Given text -

In the first quarter activity in mergers and acquisitions
remained low. During the review period an M&A transaction was
completed where Advium served as Aspo Plc’s advisor regarding a
minority investment by OP Suomi Infra.
The number of real estate transactions in Finland also remained
extremely low in the first quarter. In the review period Advium
acted as an advisor in one real estate transaction where the eQ
Commercial Properties fund sold a commercial building in Espoo to
an international investor.
The operating profit of Investments increased
The operating profit of the Investments segment was EUR 0.2
million (EUR -0.1 million), and the net cash flow was EUR 0.1
million (EUR 0.3 million). The balance sheet value of the private
equity and real estate fund investments at the end of the period
was EUR 16.7 million (EUR 16.6 million on 31 Dec. 2023). During the
period, eQ Plc made a EUR 1 million investment commitment in the
new eQ PE XVI North fund.
Outlook
The asset management market in Finland has grown strongly, and
eQ’s growth has outpaced the market. We estimate that the long-term
outlook for growth in the asset management market and for eQ in
Finland is still good.

Provided data -
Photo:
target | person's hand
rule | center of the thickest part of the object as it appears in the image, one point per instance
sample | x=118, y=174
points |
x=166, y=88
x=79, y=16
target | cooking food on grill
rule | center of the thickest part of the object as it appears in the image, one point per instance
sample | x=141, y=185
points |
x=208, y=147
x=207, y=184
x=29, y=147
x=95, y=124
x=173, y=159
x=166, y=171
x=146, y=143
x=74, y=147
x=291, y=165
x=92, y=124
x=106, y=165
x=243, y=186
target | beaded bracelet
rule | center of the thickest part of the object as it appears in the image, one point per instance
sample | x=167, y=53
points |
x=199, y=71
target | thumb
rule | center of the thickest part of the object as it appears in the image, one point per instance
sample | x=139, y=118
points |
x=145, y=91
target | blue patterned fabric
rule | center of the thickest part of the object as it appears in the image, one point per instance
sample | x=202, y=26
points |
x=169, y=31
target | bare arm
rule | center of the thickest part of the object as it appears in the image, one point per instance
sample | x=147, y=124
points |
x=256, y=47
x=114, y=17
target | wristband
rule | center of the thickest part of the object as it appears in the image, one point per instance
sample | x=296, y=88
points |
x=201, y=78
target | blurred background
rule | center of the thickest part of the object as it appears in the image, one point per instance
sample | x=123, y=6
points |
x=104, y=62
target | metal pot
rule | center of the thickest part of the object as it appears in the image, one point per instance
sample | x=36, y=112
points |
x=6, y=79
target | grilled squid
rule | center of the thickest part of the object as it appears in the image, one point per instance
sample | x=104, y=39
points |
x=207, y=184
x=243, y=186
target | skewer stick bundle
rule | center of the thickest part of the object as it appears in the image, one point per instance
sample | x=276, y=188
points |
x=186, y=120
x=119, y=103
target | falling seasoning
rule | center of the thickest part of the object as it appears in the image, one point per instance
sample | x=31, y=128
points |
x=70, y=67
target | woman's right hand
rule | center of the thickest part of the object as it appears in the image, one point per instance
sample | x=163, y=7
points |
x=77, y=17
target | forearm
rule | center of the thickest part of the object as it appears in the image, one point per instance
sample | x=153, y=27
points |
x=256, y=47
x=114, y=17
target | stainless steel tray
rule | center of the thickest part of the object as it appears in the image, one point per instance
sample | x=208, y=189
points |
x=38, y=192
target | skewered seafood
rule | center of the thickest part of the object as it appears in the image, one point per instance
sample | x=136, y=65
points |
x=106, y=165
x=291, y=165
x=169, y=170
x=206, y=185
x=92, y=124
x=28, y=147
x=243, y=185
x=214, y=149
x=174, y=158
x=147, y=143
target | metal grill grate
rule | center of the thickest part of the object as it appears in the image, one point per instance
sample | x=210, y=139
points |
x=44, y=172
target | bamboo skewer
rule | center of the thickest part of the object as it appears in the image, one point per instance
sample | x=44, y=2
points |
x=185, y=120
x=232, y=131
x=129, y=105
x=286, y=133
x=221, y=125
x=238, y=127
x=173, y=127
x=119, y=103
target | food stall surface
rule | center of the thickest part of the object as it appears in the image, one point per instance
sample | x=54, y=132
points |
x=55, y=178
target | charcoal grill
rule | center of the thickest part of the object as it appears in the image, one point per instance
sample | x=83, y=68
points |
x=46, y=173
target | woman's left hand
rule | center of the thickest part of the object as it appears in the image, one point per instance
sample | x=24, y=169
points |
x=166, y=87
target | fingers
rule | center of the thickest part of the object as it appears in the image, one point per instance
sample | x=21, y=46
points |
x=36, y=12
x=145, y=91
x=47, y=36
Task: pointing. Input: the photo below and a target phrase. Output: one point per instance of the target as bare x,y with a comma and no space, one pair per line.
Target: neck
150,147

Written tasks -
**a.** In the quarterly report excerpt, what investment commitment did eQ Plc make during the period?
**b.** Update the quarterly report excerpt between "The number of" and "an international investor.", inclusive, replacing "extremely" with "very".
The data is unrelated to the text.

Replies -
**a.** eQ Plc made a EUR 1 million investment commitment in the new eQ PE XVI North fund.

**b.**
The number of real estate transactions in Finland also remained
very low in the first quarter. In the review period Advium
acted as an advisor in one real estate transaction where the eQ
Commercial Properties fund sold a commercial building in Espoo to
an international investor.